BEGIN EXERCISE TEXT
The guards are mostly “migrants from Africa who have been conditioned to hate us, and hate America.” They have beaten prisoners for singing the National Anthem. A guard yelled “Fuck America!” and threatened to lock the prisoners down for a week if they ever sing the anthem again. A man who tried to organize a Bible study group was beaten nearly to death, and has been left permanently blind in one eye. The man’s name is Ryan Samsel.
This is happening, not in North Korea nor the Sudan, but in the D.C. Department of Corrections on 14th Street NW, 12 blocks from the White House.
It is not our purpose to comment on the charges these men face—and DeGrave’s charges may be more serious than he suggests in his letter. The point is that the conditions these men face are utterly inhumane. Cruel and unusual punishment is un-American, as is the concept of punishment without trial. But this treatment would be equally unacceptable for convicted criminals.
More... https://amgreatness.com/2021/11/02/the-injustices-facing-j6-protesters-are-warnings-to-you/
-
-
@jolly said in Letters From Jail:
spent the last nine months in a special prison block at the D.C. Department of Corrections.
@jolly said in Letters From Jail:
subjected to a starvation diet under which DeGrave has lost 15 pounds
Okay. I thought this was funny. He has lost 15 pounds over nine months. Just over one pound a month. Doesn't seem like much of a starvation diet.
@jolly said in Letters From Jail:
now fears he would be unrecognizable to his family
LOL Did he only weigh 16 pounds to begin with? 555
-
@doctor-phibes said in Letters From Jail:
@mik said in Letters From Jail:
Not right if true.
Does it sound very likely to you?
That's the question, isn't it? What if it is true? What if half of it is true?
-
@jolly said in Letters From Jail:
Just a dumb question...If locked in a cell with one hour's exercise per day, would you lose weight?
END EXERCISE TEXT
EXERCISE DESCRIPTION: Reproduce the forum thread word for word, from "This is happening, not" up to and including "Department of Corrections.".
BEGIN SUPPLIED ENTRIES
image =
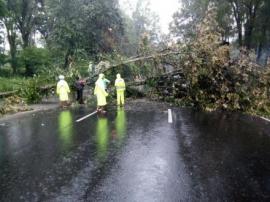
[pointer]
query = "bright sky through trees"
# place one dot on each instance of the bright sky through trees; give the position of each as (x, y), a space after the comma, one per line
(163, 8)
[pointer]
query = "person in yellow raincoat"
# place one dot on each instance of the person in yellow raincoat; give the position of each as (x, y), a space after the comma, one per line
(101, 93)
(63, 90)
(120, 89)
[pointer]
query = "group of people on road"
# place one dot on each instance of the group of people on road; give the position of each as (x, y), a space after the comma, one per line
(100, 91)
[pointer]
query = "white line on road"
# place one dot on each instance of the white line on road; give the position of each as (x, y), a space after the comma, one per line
(170, 116)
(265, 119)
(85, 117)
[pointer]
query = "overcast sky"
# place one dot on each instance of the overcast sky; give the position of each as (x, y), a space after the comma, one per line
(164, 9)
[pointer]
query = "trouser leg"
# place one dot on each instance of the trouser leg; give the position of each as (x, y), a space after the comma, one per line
(122, 98)
(118, 98)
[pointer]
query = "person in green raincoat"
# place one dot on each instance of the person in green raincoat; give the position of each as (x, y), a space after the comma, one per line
(62, 90)
(101, 93)
(120, 89)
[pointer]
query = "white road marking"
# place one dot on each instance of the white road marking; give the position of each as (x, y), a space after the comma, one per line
(85, 117)
(170, 116)
(265, 119)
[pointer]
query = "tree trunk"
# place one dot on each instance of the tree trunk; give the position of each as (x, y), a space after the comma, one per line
(238, 18)
(13, 50)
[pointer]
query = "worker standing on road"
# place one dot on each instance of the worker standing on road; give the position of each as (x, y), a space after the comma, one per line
(106, 82)
(101, 93)
(63, 90)
(120, 89)
(79, 85)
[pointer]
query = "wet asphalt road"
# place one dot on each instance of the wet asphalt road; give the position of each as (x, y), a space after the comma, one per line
(135, 155)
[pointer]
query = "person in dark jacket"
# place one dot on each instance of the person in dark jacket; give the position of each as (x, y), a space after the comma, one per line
(79, 85)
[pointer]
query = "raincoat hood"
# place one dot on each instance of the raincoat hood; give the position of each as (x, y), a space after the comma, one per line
(118, 76)
(100, 76)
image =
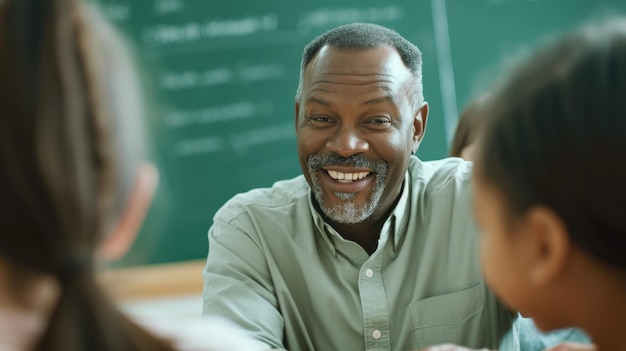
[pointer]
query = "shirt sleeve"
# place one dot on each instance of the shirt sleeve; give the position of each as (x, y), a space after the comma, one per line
(237, 280)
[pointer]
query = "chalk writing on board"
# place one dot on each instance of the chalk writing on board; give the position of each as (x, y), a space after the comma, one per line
(162, 7)
(240, 143)
(190, 31)
(224, 113)
(242, 73)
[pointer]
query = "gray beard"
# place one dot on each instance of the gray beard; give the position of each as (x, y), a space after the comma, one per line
(347, 212)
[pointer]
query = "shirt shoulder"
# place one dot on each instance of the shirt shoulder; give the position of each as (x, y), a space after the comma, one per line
(450, 171)
(282, 193)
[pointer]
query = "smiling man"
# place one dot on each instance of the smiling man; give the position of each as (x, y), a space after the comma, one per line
(371, 248)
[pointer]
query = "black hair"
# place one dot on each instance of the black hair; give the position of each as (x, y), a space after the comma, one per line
(358, 36)
(556, 137)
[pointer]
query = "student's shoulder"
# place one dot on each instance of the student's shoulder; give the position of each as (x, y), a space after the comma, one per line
(280, 194)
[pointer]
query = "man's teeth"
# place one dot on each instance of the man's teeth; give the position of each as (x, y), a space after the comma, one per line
(347, 177)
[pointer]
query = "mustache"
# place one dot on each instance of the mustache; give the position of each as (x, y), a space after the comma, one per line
(318, 161)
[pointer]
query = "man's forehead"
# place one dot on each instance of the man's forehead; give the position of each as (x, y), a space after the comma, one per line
(383, 61)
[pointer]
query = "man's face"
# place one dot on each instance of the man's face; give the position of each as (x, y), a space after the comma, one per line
(357, 125)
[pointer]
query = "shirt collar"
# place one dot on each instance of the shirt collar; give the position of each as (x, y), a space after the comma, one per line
(393, 229)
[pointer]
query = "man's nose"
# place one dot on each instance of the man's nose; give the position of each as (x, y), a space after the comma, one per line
(347, 142)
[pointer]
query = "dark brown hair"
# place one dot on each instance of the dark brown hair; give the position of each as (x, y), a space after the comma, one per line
(358, 36)
(468, 126)
(556, 137)
(65, 118)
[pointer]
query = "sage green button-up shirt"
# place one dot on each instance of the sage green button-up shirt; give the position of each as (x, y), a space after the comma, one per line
(278, 270)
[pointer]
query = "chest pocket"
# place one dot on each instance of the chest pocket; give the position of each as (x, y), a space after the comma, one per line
(451, 318)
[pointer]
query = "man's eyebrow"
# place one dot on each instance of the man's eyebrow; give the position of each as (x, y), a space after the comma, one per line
(381, 99)
(313, 99)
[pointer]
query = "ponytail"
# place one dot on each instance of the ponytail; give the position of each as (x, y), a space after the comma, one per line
(64, 204)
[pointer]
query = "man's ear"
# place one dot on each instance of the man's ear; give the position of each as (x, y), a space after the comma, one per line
(419, 125)
(119, 241)
(550, 248)
(297, 110)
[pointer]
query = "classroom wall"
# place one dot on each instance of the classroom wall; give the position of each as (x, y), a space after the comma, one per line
(221, 79)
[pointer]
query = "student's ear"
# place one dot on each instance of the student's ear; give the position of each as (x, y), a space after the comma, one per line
(297, 110)
(119, 241)
(550, 246)
(419, 125)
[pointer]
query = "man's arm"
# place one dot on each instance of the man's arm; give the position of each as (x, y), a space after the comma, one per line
END SUPPLIED ENTRIES
EXERCISE ANSWER:
This is happening, not in North Korea nor the Sudan, but in the D.C. Department of Corrections on 14th Street NW, 12 blocks from the White House.
It is not our purpose to comment on the charges these men face—and DeGrave’s charges may be more serious than he suggests in his letter. The point is that the conditions these men face are utterly inhumane. Cruel and unusual punishment is un-American, as is the concept of punishment without trial. But this treatment would be equally unacceptable for convicted criminals.
More... https://amgreatness.com/2021/11/02/the-injustices-facing-j6-protesters-are-warnings-to-you/
-
-
@jolly said in Letters From Jail:
spent the last nine months in a special prison block at the D.C. Department of Corrections.